Task goal
Copy each entry as it stands, leaving nothing out.

Stored data entries
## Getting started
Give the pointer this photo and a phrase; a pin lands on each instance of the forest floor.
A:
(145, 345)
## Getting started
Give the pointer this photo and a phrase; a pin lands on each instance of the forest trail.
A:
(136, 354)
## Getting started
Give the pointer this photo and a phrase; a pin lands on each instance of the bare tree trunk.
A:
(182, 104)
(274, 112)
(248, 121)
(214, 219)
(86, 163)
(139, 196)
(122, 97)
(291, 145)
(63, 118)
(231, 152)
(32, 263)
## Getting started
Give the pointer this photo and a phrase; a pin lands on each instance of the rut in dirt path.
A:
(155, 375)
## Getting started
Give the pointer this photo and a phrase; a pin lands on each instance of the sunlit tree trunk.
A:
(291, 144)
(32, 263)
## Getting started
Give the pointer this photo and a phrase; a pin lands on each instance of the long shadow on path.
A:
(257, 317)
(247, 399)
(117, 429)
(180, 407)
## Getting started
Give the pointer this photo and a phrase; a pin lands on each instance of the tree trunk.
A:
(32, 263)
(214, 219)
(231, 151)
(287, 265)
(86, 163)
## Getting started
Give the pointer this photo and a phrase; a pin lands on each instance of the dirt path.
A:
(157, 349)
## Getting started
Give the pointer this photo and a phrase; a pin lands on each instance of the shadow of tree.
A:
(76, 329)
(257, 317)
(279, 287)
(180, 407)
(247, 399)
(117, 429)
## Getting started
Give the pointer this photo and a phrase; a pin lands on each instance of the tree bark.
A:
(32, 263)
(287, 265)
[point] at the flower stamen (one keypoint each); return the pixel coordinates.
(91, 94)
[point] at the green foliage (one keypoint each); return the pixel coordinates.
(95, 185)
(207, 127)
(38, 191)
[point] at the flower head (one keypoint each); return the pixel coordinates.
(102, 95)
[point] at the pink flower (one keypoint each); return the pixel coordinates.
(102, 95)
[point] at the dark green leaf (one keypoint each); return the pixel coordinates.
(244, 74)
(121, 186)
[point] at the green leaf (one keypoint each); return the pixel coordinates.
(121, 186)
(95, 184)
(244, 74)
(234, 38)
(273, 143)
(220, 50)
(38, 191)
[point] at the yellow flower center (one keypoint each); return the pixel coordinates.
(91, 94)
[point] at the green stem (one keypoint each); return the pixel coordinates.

Expected output
## Getting started
Give the pointer this photo and a phrase; a pin lands on each instance of the forest floor.
A:
(145, 345)
## Getting started
Give the pointer this photo and a phrase; a pin lands on each instance of the forest trail.
A:
(136, 354)
## Getting started
Give the pointer this photo and a phrase; a pin lands on each instance of the bare tree trunk.
A:
(182, 104)
(274, 112)
(248, 121)
(214, 219)
(86, 163)
(139, 196)
(122, 97)
(291, 145)
(63, 118)
(231, 152)
(32, 263)
## Getting started
Give the pointer this photo and a phrase; a pin lands on each instance of the rut in dirt path.
A:
(155, 375)
## Getting started
Give the pointer this photo and a phrase; a pin lands on each instance of the sunlit tree trunk.
A:
(291, 144)
(32, 263)
## Getting started
Give the pointer this photo and a phrase; a pin lands on each instance of the long shadow on path.
A:
(257, 317)
(247, 399)
(117, 429)
(180, 407)
## Getting started
Give the pointer this photo and a phrase; a pin lands on each instance of the tree trunk.
A:
(32, 263)
(214, 219)
(231, 151)
(287, 265)
(86, 163)
## Getting started
Give the pointer this photo and a phrase; a pin lands on each instance of the dirt path.
A:
(157, 349)
## Getting started
Give the pointer this photo and a phrase; a pin lands on each instance of the shadow of tree.
A:
(76, 329)
(257, 317)
(279, 287)
(180, 407)
(247, 399)
(117, 429)
## Getting started
Give the pointer this photo and a phrase; a pin lands on each instance of the tree bark.
A:
(32, 263)
(287, 265)
[point] at the flower stamen (one keypoint each); return the pixel coordinates.
(91, 94)
[point] at the green foliage (one keypoint each); return the pixel coordinates.
(95, 185)
(207, 127)
(38, 191)
[point] at the flower head (one keypoint each); return the pixel coordinates.
(102, 95)
[point] at the pink flower (one keypoint each); return the pixel coordinates.
(102, 95)
[point] at the dark green leaf (one keypoint each); return the pixel coordinates.
(244, 74)
(121, 186)
[point] at the green leaf (one keypoint each); return the pixel coordinates.
(121, 186)
(95, 184)
(244, 74)
(234, 38)
(273, 143)
(220, 50)
(38, 191)
[point] at the yellow flower center (one keypoint each); return the pixel coordinates.
(91, 94)
[point] at the green stem (one keypoint each); return the pixel coordinates.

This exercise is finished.